Taking the line that contains "If you don't mind, please tell me where the roof" as the first, copy exactly every line through the last line of the records, and nothing else.

(Collection entries)
-*-*-

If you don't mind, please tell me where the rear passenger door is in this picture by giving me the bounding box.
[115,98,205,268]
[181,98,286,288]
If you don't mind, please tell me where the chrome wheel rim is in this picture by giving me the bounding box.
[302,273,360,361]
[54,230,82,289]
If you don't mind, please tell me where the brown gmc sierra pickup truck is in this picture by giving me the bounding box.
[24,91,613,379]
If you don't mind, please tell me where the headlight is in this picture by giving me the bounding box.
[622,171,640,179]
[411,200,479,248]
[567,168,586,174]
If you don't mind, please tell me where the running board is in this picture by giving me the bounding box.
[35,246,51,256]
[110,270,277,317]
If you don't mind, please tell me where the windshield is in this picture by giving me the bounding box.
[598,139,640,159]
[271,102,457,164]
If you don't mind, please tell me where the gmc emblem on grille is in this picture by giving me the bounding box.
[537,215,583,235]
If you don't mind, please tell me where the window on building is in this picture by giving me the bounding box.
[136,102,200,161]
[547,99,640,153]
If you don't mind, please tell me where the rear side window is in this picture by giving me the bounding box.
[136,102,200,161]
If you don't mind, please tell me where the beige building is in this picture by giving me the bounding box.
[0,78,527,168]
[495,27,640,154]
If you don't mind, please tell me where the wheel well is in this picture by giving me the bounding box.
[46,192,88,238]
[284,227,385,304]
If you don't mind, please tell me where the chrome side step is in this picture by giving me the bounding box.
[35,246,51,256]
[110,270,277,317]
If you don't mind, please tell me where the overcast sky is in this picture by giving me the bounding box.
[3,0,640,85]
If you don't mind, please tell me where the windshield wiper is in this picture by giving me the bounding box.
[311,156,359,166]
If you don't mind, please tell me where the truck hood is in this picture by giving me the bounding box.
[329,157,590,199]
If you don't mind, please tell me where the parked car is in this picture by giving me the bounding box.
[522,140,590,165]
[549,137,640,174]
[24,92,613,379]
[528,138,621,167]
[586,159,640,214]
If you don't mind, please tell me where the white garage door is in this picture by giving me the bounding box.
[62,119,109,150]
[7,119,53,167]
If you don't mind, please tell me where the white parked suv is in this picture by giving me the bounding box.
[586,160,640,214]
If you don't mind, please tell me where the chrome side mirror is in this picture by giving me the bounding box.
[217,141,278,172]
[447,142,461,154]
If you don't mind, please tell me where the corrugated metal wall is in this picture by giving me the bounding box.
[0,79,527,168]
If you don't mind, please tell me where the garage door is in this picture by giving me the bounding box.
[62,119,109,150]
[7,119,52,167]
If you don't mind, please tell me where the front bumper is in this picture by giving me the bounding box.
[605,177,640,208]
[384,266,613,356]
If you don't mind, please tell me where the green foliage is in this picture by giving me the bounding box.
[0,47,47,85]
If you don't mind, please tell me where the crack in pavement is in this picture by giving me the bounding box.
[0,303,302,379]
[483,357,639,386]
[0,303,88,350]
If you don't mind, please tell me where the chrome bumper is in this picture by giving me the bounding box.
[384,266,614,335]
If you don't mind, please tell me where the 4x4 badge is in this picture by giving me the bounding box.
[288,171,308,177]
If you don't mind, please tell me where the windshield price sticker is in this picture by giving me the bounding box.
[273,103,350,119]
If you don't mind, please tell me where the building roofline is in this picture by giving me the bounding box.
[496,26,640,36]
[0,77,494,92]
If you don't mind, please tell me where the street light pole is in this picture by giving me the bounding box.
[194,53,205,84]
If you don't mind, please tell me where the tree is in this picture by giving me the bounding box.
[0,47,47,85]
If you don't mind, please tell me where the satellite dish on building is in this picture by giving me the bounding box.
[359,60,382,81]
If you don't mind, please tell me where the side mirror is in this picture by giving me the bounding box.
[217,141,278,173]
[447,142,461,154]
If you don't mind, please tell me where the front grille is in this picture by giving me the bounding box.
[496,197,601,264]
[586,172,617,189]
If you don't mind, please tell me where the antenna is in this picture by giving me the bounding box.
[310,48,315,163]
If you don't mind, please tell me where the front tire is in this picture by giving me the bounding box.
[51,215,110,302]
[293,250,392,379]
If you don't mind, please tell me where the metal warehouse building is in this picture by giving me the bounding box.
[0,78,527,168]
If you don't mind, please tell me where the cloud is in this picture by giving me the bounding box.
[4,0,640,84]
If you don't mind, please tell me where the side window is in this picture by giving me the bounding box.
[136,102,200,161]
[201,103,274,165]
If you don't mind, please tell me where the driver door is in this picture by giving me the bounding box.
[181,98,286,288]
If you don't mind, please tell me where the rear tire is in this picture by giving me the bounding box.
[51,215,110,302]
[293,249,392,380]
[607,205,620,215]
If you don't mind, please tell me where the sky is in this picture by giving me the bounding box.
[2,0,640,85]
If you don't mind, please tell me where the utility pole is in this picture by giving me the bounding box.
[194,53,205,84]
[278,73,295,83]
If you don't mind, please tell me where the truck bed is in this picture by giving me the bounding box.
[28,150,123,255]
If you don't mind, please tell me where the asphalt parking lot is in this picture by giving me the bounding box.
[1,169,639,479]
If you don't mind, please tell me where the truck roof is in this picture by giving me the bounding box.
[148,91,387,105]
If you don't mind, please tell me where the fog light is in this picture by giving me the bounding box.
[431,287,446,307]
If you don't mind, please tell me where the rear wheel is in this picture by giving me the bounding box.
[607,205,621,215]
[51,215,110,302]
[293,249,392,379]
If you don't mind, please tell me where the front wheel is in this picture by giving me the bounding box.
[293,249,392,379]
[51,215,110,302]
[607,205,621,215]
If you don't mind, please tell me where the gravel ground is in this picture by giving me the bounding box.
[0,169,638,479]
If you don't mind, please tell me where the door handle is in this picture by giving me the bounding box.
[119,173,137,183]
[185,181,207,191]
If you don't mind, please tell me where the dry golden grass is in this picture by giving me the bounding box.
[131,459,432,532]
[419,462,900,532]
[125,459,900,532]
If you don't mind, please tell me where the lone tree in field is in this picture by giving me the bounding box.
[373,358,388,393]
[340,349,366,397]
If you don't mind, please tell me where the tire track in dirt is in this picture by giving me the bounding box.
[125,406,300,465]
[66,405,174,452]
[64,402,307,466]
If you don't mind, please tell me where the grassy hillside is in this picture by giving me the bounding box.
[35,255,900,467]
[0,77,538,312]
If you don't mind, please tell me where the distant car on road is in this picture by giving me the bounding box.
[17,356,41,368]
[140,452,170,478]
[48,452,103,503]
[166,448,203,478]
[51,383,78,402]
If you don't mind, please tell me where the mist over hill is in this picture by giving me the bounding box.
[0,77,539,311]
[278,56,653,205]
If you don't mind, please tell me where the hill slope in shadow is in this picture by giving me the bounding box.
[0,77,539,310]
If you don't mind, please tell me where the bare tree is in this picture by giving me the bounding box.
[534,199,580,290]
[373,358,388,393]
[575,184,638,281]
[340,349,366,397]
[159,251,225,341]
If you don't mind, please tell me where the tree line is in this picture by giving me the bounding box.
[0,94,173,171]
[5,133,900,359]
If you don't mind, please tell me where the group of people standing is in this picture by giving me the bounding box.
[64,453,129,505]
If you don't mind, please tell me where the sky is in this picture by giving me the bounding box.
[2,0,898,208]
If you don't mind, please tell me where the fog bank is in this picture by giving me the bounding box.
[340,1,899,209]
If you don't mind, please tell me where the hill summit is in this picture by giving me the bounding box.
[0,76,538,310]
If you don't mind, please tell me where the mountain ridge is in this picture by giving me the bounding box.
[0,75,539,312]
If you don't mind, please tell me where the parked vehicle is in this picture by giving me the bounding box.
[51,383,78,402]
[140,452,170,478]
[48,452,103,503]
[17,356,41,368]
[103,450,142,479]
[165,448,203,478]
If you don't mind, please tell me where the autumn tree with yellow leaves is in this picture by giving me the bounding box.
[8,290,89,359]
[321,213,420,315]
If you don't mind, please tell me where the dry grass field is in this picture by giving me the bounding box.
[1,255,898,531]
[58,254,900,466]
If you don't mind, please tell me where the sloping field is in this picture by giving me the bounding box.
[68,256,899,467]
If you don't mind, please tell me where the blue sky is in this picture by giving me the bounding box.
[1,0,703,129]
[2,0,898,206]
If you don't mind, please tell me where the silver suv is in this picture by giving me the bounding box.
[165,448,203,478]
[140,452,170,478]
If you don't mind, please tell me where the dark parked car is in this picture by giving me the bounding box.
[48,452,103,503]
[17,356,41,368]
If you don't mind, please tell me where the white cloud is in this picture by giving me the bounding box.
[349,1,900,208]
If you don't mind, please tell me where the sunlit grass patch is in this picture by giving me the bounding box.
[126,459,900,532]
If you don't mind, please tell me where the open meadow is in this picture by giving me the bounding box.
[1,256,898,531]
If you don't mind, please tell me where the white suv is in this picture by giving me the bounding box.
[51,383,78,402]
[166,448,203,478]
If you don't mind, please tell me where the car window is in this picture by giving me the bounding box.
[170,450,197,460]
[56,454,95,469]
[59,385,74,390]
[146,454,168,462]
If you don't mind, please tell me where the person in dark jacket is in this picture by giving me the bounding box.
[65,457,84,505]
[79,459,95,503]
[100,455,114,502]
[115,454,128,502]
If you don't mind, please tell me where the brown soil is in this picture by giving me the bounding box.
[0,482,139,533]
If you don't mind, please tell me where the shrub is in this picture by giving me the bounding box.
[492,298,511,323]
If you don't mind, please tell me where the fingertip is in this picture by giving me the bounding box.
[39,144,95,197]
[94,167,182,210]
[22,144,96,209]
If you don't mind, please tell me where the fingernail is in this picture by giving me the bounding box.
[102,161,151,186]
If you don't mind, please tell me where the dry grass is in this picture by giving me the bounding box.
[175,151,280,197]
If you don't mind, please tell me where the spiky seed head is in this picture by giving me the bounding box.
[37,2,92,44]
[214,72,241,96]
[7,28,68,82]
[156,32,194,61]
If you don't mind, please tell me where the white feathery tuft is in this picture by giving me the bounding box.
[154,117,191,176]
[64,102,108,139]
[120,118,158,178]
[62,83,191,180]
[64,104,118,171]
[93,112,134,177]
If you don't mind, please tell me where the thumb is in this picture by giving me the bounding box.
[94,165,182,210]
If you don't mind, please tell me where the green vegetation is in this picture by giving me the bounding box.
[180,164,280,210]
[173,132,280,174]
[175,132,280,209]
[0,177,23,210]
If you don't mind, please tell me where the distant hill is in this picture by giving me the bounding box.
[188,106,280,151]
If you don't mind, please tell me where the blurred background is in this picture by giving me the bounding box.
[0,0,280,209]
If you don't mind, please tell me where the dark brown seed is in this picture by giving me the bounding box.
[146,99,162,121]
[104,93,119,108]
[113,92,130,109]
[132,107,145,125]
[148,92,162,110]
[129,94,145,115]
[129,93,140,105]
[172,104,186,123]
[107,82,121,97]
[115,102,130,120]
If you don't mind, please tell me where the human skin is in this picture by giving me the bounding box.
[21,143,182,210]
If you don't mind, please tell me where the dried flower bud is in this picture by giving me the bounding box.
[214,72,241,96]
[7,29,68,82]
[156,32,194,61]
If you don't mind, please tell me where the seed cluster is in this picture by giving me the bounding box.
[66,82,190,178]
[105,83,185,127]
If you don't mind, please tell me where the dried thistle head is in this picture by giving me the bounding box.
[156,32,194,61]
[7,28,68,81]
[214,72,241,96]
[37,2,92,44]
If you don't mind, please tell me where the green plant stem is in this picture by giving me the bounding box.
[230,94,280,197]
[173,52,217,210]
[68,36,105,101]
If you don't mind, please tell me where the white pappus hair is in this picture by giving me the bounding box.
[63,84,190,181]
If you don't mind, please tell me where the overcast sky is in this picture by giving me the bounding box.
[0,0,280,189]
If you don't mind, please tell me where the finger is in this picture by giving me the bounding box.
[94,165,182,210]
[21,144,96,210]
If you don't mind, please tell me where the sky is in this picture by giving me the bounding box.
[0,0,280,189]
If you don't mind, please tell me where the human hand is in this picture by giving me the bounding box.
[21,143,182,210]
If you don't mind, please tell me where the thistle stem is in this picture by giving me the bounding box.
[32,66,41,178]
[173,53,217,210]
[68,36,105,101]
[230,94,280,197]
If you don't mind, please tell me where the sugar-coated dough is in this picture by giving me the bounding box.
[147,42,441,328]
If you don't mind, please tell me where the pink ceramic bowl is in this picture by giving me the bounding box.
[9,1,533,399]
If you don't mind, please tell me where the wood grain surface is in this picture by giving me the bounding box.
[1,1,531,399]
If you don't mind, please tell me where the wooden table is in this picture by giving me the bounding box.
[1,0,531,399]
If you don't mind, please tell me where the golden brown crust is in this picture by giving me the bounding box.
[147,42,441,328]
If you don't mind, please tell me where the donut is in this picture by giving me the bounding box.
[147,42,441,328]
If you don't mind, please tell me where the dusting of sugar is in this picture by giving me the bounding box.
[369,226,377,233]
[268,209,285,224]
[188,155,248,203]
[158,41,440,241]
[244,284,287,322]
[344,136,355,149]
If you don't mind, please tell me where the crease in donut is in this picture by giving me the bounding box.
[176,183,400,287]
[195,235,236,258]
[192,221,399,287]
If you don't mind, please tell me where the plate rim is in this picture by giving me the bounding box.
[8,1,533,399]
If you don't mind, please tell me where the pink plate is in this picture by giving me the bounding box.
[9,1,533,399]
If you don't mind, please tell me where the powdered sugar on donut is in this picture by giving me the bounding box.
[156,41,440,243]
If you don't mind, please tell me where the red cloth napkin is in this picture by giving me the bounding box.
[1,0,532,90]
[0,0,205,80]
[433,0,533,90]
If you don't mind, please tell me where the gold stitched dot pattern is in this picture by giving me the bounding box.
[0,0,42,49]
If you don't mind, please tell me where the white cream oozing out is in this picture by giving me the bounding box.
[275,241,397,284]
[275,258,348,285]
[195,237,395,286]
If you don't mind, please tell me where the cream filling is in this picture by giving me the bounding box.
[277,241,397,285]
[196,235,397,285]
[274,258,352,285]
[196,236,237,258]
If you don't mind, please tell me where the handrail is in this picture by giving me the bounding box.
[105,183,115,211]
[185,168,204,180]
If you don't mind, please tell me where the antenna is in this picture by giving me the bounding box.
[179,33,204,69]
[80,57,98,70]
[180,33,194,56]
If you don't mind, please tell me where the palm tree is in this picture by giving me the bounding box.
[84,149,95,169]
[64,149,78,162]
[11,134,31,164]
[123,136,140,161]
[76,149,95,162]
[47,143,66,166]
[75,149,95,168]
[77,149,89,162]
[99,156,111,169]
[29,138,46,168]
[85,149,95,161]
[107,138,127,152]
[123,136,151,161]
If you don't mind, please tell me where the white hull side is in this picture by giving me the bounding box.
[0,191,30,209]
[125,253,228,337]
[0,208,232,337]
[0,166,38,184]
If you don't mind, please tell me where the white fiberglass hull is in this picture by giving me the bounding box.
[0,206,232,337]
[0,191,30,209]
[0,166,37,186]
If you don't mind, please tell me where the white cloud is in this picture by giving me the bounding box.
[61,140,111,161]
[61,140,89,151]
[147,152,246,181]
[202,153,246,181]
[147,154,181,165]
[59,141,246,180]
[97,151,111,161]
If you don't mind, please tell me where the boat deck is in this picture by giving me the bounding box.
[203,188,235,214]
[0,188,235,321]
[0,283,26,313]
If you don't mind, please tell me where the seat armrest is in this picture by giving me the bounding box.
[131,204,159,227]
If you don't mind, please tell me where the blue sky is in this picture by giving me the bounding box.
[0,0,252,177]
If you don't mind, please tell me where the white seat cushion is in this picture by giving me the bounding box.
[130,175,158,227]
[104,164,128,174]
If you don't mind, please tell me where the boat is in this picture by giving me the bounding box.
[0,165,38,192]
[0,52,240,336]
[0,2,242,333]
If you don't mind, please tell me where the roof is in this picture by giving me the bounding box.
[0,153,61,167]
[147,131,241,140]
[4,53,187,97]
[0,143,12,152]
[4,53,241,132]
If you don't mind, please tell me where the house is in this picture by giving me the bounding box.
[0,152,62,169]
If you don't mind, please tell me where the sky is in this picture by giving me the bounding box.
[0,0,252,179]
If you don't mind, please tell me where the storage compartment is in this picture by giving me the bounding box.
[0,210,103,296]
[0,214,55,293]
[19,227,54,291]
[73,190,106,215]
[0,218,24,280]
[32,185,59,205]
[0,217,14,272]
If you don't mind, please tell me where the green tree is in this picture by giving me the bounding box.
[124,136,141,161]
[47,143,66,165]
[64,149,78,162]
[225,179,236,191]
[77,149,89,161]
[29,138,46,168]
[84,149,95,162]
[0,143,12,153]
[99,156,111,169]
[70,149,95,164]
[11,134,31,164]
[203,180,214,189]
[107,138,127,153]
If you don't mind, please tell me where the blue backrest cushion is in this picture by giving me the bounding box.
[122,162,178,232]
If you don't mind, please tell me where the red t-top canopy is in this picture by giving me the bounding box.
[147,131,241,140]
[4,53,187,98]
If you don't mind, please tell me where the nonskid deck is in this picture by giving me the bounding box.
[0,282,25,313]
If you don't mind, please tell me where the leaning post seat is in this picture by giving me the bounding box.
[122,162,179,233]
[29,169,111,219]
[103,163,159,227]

-*-*-

### [ANSWER TO THIS EXERCISE]
If you don't mind, please tell me where the roof is in this picture by giving me the bounding box.
[0,153,61,167]
[147,131,241,140]
[4,53,187,97]
[0,143,12,152]
[4,53,241,132]
If you don't mind, please tell me where the house is in this picture by giving me the bounding box.
[0,152,62,169]
If you don't mind, please tell me where the sky is in this picture by giving me the bounding box.
[0,0,252,179]
If you don't mind, please tell me where the storage compartment is in this picture by giving me the bounding box.
[0,210,103,296]
[0,214,55,293]
[19,227,54,291]
[73,190,106,215]
[0,218,24,280]
[32,185,59,205]
[0,217,14,272]
If you don't mind, please tell me where the green tree is in this picture by giving me the bounding box.
[124,136,141,161]
[47,143,66,165]
[64,149,78,162]
[225,179,236,191]
[77,149,89,161]
[29,138,46,168]
[84,149,95,162]
[0,143,12,153]
[99,156,111,169]
[70,149,95,164]
[11,134,31,164]
[203,180,214,189]
[107,138,127,153]
If you don't mind, please tell me where the blue backrest cushion is in this picture by giving me the bounding box.
[122,162,178,232]
If you don't mind, please tell me where the red t-top canopy is in this picture by giving me the bounding box.
[147,131,241,140]
[4,53,187,98]
If you don't mind, please tell me where the nonskid deck is in this picture by giving me the bounding box.
[0,282,25,313]
If you don't mind, please tell me where the leaning post seat is in this picture by giving me the bounding box.
[122,162,179,233]
[29,169,111,219]
[103,163,159,227]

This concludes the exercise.